- WHAT IS NEEDED
In the listing below, pick out lines with "accurate".
INFORMATION SUPPLIED below:
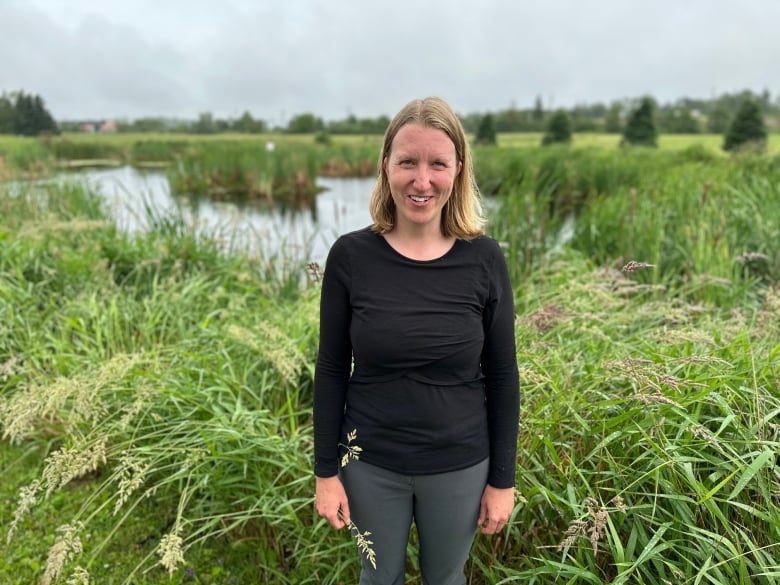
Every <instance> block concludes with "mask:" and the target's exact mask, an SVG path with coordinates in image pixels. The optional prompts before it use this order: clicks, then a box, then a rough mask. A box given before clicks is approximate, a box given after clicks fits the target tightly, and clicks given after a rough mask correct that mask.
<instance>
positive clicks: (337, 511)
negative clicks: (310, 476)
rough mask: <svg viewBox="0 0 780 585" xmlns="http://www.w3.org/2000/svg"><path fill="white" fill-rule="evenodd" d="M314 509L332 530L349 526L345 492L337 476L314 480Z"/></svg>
mask: <svg viewBox="0 0 780 585" xmlns="http://www.w3.org/2000/svg"><path fill="white" fill-rule="evenodd" d="M316 483H317V486H316V495H315V496H314V508H315V509H316V510H317V514H319V515H320V516H322V517H323V518H325V519H326V520H327V521H328V522H329V523H330V525H331V526H333V528H335V529H337V530H339V529H341V528H344V527H345V526H347V525H348V524H349V502H348V501H347V492H345V491H344V486H343V485H342V484H341V480H340V479H339V477H338V475H334V476H333V477H318V478H316Z"/></svg>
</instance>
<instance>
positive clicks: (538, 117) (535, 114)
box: [531, 95, 544, 123]
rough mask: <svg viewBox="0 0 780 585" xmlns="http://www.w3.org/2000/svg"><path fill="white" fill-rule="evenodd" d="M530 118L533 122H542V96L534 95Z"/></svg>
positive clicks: (542, 106)
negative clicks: (534, 97) (533, 103)
mask: <svg viewBox="0 0 780 585" xmlns="http://www.w3.org/2000/svg"><path fill="white" fill-rule="evenodd" d="M531 118H532V119H533V121H534V122H539V123H541V122H544V105H543V104H542V96H540V95H538V96H536V99H535V100H534V109H533V111H532V112H531Z"/></svg>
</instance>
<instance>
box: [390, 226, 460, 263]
mask: <svg viewBox="0 0 780 585" xmlns="http://www.w3.org/2000/svg"><path fill="white" fill-rule="evenodd" d="M375 233H376V235H377V236H378V237H379V239H380V240H382V243H383V245H384V246H386V247H387V248H388V249H389V250H390V251H391V252H392V253H393V254H395V255H396V256H398V257H399V258H402V259H403V260H406V261H407V262H413V263H415V264H432V263H434V262H440V261H442V260H444V259H445V258H447V257H448V256H449V255H450V254H452V252H453V250H454V249H455V248H456V246H457V245H458V242H460V240H459V239H458V238H455V241H454V242H452V245H451V246H450V247H449V248H447V250H446V251H445V252H444V254H442V255H441V256H437V257H436V258H431V259H429V260H417V259H416V258H410V257H409V256H406V255H404V254H401V252H399V251H398V250H396V249H395V248H393V246H392V245H390V242H388V241H387V238H385V237H384V236H383V235H382V234H380V233H377V232H375Z"/></svg>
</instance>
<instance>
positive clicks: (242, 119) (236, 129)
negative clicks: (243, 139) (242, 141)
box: [230, 111, 265, 134]
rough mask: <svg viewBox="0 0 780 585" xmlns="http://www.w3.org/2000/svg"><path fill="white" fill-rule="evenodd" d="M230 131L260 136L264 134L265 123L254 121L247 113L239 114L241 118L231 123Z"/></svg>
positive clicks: (240, 117) (230, 126)
mask: <svg viewBox="0 0 780 585" xmlns="http://www.w3.org/2000/svg"><path fill="white" fill-rule="evenodd" d="M230 129H231V130H233V131H235V132H244V133H246V134H261V133H263V132H265V122H264V121H263V120H255V119H254V118H253V117H252V114H250V113H249V112H248V111H247V112H244V113H243V114H241V117H240V118H239V119H238V120H236V121H235V122H233V123H232V124H231V126H230Z"/></svg>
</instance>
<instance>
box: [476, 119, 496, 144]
mask: <svg viewBox="0 0 780 585" xmlns="http://www.w3.org/2000/svg"><path fill="white" fill-rule="evenodd" d="M474 142H475V144H484V145H495V144H497V142H498V141H497V139H496V123H495V120H493V115H492V114H485V115H484V116H482V118H481V119H480V121H479V127H478V128H477V135H476V137H475V138H474Z"/></svg>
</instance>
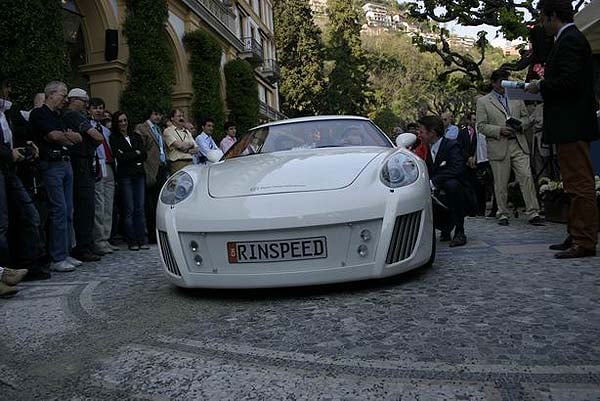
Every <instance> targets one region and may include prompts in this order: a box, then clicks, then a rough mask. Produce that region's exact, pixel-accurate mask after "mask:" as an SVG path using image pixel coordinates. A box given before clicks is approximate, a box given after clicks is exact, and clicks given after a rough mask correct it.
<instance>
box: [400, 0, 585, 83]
mask: <svg viewBox="0 0 600 401" xmlns="http://www.w3.org/2000/svg"><path fill="white" fill-rule="evenodd" d="M534 3H537V2H536V1H535V0H466V1H453V0H428V1H423V2H414V3H411V4H409V5H408V7H409V10H410V14H411V16H412V17H414V18H416V19H418V20H420V21H432V22H433V23H436V24H440V23H448V22H457V23H458V24H460V25H464V26H481V25H489V26H492V27H498V28H499V31H500V32H501V33H502V34H503V35H504V37H505V38H506V39H507V40H513V39H522V40H527V39H528V38H529V36H530V30H529V28H528V26H533V25H535V24H536V22H535V21H536V19H537V17H538V14H539V12H538V10H537V9H536V7H535V6H534ZM587 3H589V0H577V1H574V2H573V4H574V9H575V11H578V10H579V9H580V8H581V7H583V6H584V5H585V4H587ZM438 33H439V40H438V42H437V43H431V42H429V43H427V42H426V41H424V40H423V38H422V37H417V38H415V43H416V44H417V45H418V46H419V47H420V48H421V49H422V50H424V51H428V52H431V53H436V54H438V56H440V57H441V58H442V60H443V61H444V64H445V65H446V67H449V68H450V69H449V70H447V71H444V72H443V73H442V74H443V76H447V75H448V74H451V73H453V72H460V73H462V74H465V75H466V76H468V77H469V78H470V79H471V80H472V81H473V82H475V84H479V85H481V84H482V82H483V75H482V73H481V69H480V67H481V65H482V63H483V60H484V59H485V50H486V49H487V46H486V45H487V38H486V32H485V31H481V32H479V39H478V42H477V47H478V49H479V50H480V56H479V57H478V58H479V61H475V60H474V59H473V57H465V55H463V54H462V53H461V52H460V51H456V49H452V48H451V47H450V45H449V44H448V40H447V39H448V36H449V33H448V31H447V30H445V29H439V30H438ZM531 56H532V54H531V52H523V54H522V59H521V60H519V61H518V62H516V63H508V64H506V65H505V66H504V67H505V68H508V69H513V70H517V69H523V68H525V67H527V66H528V65H529V63H530V61H531V60H530V58H531Z"/></svg>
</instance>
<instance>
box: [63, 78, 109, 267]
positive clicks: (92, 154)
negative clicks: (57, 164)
mask: <svg viewBox="0 0 600 401" xmlns="http://www.w3.org/2000/svg"><path fill="white" fill-rule="evenodd" d="M67 97H68V99H69V106H68V107H67V110H66V111H65V112H64V113H63V117H62V118H63V121H64V123H65V125H66V127H67V129H71V130H73V131H75V132H79V133H80V134H81V136H82V138H83V140H82V141H81V142H80V143H78V144H75V145H73V146H72V147H71V149H70V154H71V166H72V168H73V228H74V229H75V243H76V246H75V247H74V248H73V250H72V252H71V254H72V255H73V257H74V258H75V260H79V261H82V262H96V261H99V260H100V257H99V256H98V255H96V254H94V253H93V245H94V215H95V202H94V198H95V195H96V188H95V184H96V169H95V167H94V156H95V154H96V147H97V146H98V145H100V144H101V143H102V141H103V140H104V136H102V134H101V133H100V132H98V131H97V130H96V128H94V127H92V125H91V123H90V120H89V119H88V118H87V115H86V114H85V109H86V105H87V104H88V102H89V97H88V94H87V92H86V91H84V90H83V89H80V88H73V89H71V91H70V92H69V94H68V96H67ZM101 255H104V253H102V254H101ZM75 260H74V261H75Z"/></svg>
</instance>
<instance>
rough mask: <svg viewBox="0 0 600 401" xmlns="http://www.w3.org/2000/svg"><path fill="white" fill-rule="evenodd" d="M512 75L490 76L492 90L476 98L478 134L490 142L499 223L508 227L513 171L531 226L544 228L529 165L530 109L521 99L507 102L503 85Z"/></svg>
mask: <svg viewBox="0 0 600 401" xmlns="http://www.w3.org/2000/svg"><path fill="white" fill-rule="evenodd" d="M509 75H510V74H509V72H508V71H506V70H496V71H494V72H493V73H492V75H491V84H492V91H491V92H490V93H489V94H487V95H484V96H482V97H480V98H479V99H477V132H479V133H481V134H483V135H485V136H486V139H487V147H488V149H487V150H488V158H489V161H490V165H491V166H492V171H493V173H494V192H495V194H496V200H497V202H498V214H497V217H498V224H500V225H502V226H507V225H508V224H509V223H508V216H509V212H508V181H509V178H510V172H511V170H512V171H514V173H515V176H516V178H517V181H518V182H519V187H520V189H521V193H522V194H523V199H524V200H525V208H526V211H525V212H526V213H527V215H528V218H529V223H530V224H532V225H535V226H539V225H544V222H543V220H542V218H541V217H540V215H539V211H540V206H539V203H538V200H537V197H536V193H535V187H534V185H533V177H532V174H531V168H530V164H529V145H528V143H527V139H526V138H525V135H524V133H523V127H524V126H527V124H528V120H529V118H528V114H527V108H526V107H525V103H523V101H521V100H508V98H507V97H506V94H505V93H504V88H503V87H502V85H501V82H502V80H506V79H508V77H509Z"/></svg>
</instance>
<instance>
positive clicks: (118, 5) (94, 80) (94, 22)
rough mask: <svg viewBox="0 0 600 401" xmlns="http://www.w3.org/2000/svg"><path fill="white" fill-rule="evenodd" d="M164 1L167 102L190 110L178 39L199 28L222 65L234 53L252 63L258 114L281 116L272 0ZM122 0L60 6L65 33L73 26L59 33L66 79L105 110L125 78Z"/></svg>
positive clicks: (115, 99) (85, 0) (186, 66)
mask: <svg viewBox="0 0 600 401" xmlns="http://www.w3.org/2000/svg"><path fill="white" fill-rule="evenodd" d="M166 1H167V4H168V8H169V20H168V23H167V24H166V26H165V32H164V33H165V35H166V36H167V37H168V38H169V43H170V44H171V48H172V50H173V55H174V60H175V77H176V82H175V85H174V87H173V92H172V101H173V107H179V108H182V109H184V110H185V111H189V109H190V106H191V103H192V98H193V96H194V94H193V92H192V78H191V72H190V70H189V67H188V65H189V63H188V62H189V55H188V54H187V53H186V51H185V49H184V47H183V43H182V38H183V36H184V35H185V33H186V32H190V31H194V30H196V29H203V30H206V31H207V32H209V33H210V34H212V35H213V36H214V37H215V38H216V39H217V40H218V41H219V43H220V44H221V47H222V48H223V55H222V59H221V66H222V67H223V66H224V65H225V63H226V62H227V61H229V60H231V59H234V58H244V59H247V60H248V61H249V62H250V63H251V64H252V65H253V66H254V67H255V77H256V82H257V85H258V90H259V100H260V111H261V117H262V119H263V120H275V119H280V118H282V117H283V116H282V115H281V113H279V94H278V84H277V83H278V81H279V66H278V64H277V59H276V54H275V41H274V34H273V6H272V0H166ZM125 3H126V1H125V0H95V1H88V0H63V4H64V8H65V10H67V11H68V13H67V14H68V15H70V16H71V18H70V19H69V18H66V19H65V32H66V31H68V29H69V28H70V29H72V30H73V34H72V35H70V36H71V37H70V38H69V35H68V34H65V37H66V38H67V42H69V52H70V57H71V67H72V68H71V69H72V71H73V74H74V77H73V80H72V81H74V82H76V83H77V84H78V85H79V86H82V87H86V88H87V89H88V90H89V92H90V94H91V95H92V96H98V97H102V98H103V99H104V100H105V102H106V105H107V108H108V109H109V110H117V109H118V107H119V98H120V95H121V92H122V91H123V89H124V87H125V85H126V81H127V74H126V72H127V60H128V58H129V49H128V45H127V38H126V37H125V35H123V33H122V29H123V23H124V21H125V13H126V5H125ZM77 19H78V21H77ZM73 20H76V21H75V22H73ZM74 27H75V28H74ZM115 31H116V32H115ZM109 33H112V34H114V35H113V36H114V37H115V38H117V43H118V52H117V53H116V57H107V54H108V50H107V42H108V41H109V40H110V39H109V37H110V35H109ZM113 58H114V59H113ZM223 90H224V88H223Z"/></svg>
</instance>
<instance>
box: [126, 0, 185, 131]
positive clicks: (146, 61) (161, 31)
mask: <svg viewBox="0 0 600 401" xmlns="http://www.w3.org/2000/svg"><path fill="white" fill-rule="evenodd" d="M168 18H169V11H168V7H167V1H166V0H128V1H127V16H126V18H125V24H124V26H123V33H124V34H125V36H126V37H127V43H128V45H129V61H128V70H127V76H128V83H127V87H126V88H125V90H124V91H123V94H122V95H121V109H122V110H123V111H125V112H126V113H127V114H128V116H129V120H130V121H132V122H133V123H134V124H135V123H139V122H142V121H145V120H146V119H147V118H148V116H149V113H150V112H151V111H153V110H155V109H158V110H157V111H162V112H164V113H168V112H169V111H170V109H171V93H172V88H173V84H174V83H175V62H174V55H173V50H172V49H171V46H170V43H169V38H168V37H167V33H166V31H165V26H166V24H167V21H168Z"/></svg>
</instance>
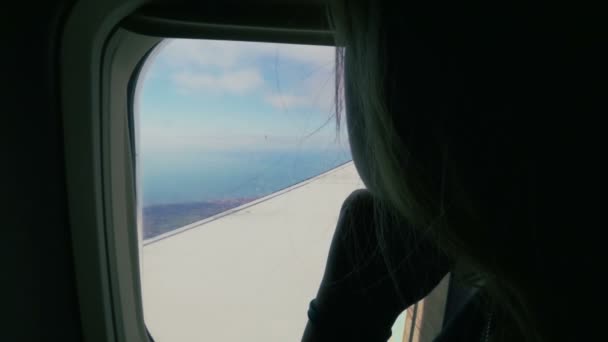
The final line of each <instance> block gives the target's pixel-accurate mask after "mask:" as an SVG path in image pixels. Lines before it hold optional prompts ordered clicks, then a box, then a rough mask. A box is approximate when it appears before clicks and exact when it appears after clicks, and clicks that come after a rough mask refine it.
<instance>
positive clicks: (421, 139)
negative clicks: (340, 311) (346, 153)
End of INFORMATION SUPPLIED.
- EXERCISE SOLUTION
Every <instance> targets one region and may include prompts in this order: a box, then clicks, then a rough mask. Produce that region's exact, pixel-accurate mask after "mask:" as an SVG path using image pixel coordinates. A box given before clicks is approximate, a box given after clicks is exact, and clicks given after a rough mask correct it.
The final line of each <instance> block gives the target's pixel-accurate mask after "mask:" as an SVG path in image pixels. Lines before it hold optional prompts ordered clicks, then a box, then a rough mask. A box is approximate when it appears before clicks and exact when it appears after clicks, and clicks that come after a rough mask refine it.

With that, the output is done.